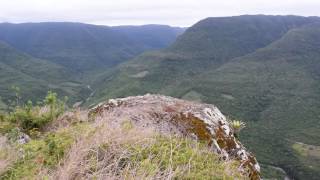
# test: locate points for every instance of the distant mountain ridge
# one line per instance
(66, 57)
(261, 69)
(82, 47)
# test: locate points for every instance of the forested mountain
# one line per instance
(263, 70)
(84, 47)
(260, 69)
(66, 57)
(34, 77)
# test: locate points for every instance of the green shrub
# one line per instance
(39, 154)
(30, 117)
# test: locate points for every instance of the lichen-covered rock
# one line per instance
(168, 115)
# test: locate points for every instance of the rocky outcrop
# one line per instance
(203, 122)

==

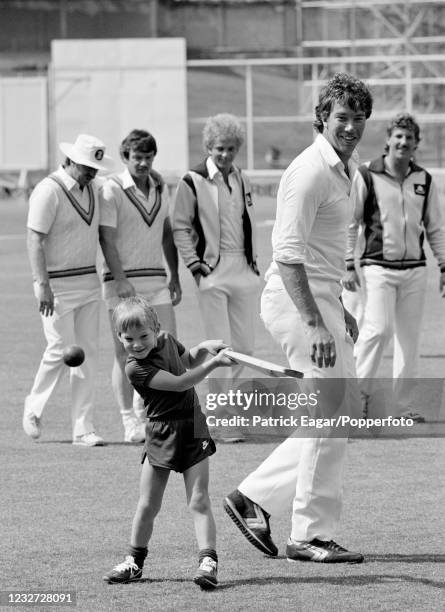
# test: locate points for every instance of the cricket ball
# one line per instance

==

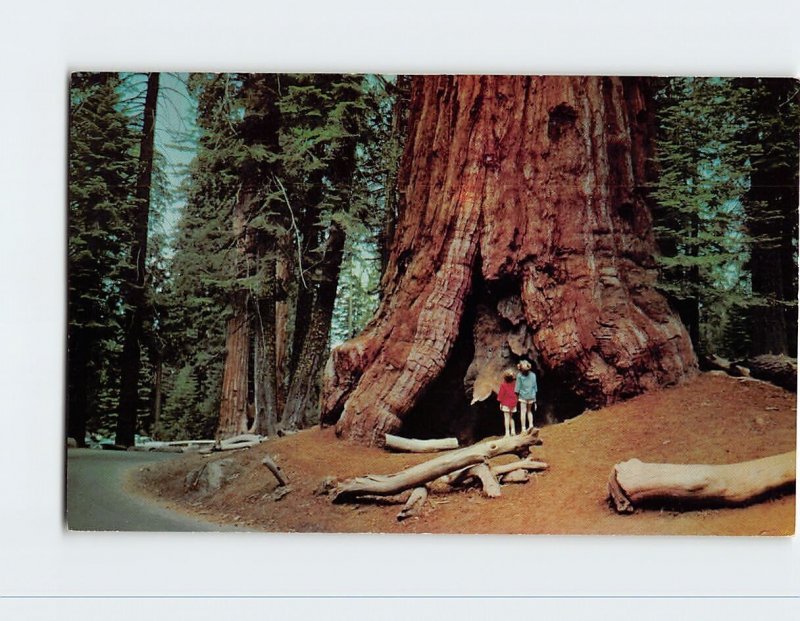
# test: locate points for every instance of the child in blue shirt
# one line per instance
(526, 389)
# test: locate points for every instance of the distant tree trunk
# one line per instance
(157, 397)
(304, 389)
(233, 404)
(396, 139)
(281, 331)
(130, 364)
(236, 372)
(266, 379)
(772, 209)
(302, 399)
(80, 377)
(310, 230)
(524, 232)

→ Problem to work on
Go through the records above and copy every line with the word "locate".

→ Result of this task
# test: locate points for every instance of the distant mountain ridge
# test: locate points for every instance of the forested mountain
# test: locate points for every instance of the green shrub
# test: locate points for every instance of the lichen-covered rock
# test: locate points for every instance of the rocky outcrop
# test: locate points for every instance of the cricket ball
# test: locate points for every instance of the child in blue shirt
# test: locate points for every instance of the distant tree trunk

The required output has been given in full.